- Stored data:
----

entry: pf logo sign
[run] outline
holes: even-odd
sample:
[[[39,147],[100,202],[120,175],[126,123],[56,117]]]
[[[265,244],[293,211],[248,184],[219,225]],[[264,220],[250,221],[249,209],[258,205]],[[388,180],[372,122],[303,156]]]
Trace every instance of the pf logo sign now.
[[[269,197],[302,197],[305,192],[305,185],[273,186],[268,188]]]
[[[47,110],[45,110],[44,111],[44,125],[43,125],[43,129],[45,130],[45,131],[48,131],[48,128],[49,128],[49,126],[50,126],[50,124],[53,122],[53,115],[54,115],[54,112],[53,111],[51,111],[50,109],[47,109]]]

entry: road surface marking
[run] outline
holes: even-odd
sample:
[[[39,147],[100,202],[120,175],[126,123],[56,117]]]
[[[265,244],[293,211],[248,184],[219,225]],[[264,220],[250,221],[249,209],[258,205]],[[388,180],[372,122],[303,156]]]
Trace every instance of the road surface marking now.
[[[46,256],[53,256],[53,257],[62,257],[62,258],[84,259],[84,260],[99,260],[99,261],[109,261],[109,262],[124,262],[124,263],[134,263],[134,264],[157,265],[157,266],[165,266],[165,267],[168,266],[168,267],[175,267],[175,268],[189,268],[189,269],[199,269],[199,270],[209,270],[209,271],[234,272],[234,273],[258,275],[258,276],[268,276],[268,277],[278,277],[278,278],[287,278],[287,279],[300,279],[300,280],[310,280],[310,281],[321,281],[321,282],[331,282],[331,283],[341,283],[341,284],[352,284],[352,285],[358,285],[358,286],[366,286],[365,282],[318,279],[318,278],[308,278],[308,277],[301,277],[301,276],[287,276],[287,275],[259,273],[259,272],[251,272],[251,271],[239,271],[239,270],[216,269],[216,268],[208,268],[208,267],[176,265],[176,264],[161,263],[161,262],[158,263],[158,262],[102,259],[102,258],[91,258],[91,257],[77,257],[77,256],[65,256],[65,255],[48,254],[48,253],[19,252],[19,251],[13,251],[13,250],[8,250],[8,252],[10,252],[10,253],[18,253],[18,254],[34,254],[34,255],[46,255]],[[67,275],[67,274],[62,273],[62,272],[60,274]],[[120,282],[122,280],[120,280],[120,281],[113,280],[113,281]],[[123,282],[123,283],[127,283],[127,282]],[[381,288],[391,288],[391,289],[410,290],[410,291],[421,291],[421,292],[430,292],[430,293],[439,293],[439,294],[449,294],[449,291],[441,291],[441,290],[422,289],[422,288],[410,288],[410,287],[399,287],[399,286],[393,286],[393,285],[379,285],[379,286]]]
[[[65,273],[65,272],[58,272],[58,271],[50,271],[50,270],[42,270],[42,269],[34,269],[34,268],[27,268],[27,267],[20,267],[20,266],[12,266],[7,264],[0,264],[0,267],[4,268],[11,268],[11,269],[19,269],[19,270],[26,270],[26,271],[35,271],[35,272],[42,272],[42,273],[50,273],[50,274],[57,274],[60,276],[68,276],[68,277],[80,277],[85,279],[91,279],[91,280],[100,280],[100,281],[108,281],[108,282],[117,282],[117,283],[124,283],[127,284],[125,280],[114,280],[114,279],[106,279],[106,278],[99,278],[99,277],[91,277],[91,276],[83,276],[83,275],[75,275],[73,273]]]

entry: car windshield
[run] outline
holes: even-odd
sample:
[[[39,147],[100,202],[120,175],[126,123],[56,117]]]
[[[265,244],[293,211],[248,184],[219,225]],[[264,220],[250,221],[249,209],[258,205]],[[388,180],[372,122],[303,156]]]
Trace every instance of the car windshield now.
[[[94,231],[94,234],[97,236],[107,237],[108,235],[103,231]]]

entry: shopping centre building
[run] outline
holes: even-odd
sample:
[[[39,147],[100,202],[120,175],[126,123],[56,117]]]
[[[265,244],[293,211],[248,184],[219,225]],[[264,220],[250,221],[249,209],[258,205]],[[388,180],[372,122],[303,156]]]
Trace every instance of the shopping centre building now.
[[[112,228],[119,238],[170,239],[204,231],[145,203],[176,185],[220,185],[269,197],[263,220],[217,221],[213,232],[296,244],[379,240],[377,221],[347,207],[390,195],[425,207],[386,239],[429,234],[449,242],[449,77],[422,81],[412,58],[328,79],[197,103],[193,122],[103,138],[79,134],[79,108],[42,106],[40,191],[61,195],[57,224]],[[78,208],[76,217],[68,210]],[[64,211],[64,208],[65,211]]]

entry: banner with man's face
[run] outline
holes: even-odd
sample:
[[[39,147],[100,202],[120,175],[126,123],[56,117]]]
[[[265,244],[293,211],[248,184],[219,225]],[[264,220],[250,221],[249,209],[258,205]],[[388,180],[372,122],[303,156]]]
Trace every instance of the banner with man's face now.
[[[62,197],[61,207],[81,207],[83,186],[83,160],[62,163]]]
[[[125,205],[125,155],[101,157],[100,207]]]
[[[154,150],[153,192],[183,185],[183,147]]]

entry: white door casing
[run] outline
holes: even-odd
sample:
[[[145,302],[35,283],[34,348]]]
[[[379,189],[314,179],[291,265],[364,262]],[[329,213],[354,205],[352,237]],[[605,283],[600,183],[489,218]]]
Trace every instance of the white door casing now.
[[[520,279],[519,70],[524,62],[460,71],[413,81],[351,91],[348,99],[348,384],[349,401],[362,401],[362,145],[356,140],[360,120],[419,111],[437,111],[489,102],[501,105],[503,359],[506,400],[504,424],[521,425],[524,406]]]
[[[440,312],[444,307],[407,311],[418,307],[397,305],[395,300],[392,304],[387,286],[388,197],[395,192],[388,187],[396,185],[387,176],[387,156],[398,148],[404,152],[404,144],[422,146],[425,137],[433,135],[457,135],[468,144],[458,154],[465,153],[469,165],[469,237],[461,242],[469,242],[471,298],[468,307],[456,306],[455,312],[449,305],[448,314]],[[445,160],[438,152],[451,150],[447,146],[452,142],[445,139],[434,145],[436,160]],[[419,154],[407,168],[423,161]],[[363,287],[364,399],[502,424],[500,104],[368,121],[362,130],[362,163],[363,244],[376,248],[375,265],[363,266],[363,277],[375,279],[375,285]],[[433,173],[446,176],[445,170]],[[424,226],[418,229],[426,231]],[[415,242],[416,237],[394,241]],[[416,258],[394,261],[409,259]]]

----

- Required action: Beginning with the line that holds "[[[145,302],[35,283],[34,348]]]" and ending with the last line of the data, copy each line exactly and add nothing.

- Worked solution:
[[[145,302],[35,283],[34,348]]]
[[[379,189],[314,179],[291,265],[364,262]],[[329,213],[354,205],[352,237]],[[605,283],[600,183],[489,218]]]
Trace every instance of the white door casing now.
[[[520,279],[519,70],[524,62],[460,71],[413,81],[351,91],[348,99],[348,384],[349,401],[362,401],[362,145],[356,140],[360,120],[419,111],[437,111],[489,102],[501,105],[503,359],[506,400],[504,424],[521,425],[524,406]]]
[[[440,312],[444,307],[407,311],[418,307],[397,305],[395,300],[392,304],[387,286],[388,197],[395,192],[388,187],[396,185],[387,176],[387,156],[398,148],[404,152],[404,144],[422,146],[425,137],[433,135],[457,135],[468,144],[458,154],[465,153],[469,165],[469,237],[461,242],[469,242],[471,298],[468,307],[456,306],[455,312],[449,305],[448,314]],[[445,160],[438,152],[451,150],[447,146],[452,142],[445,139],[434,145],[436,160]],[[419,154],[407,168],[423,161]],[[363,287],[364,399],[502,424],[500,104],[368,121],[362,130],[362,163],[363,244],[376,248],[375,265],[363,266],[363,277],[375,279],[375,285]],[[433,173],[446,176],[445,170]],[[424,226],[418,229],[426,231]],[[415,242],[416,237],[394,241]],[[416,258],[394,261],[409,259]]]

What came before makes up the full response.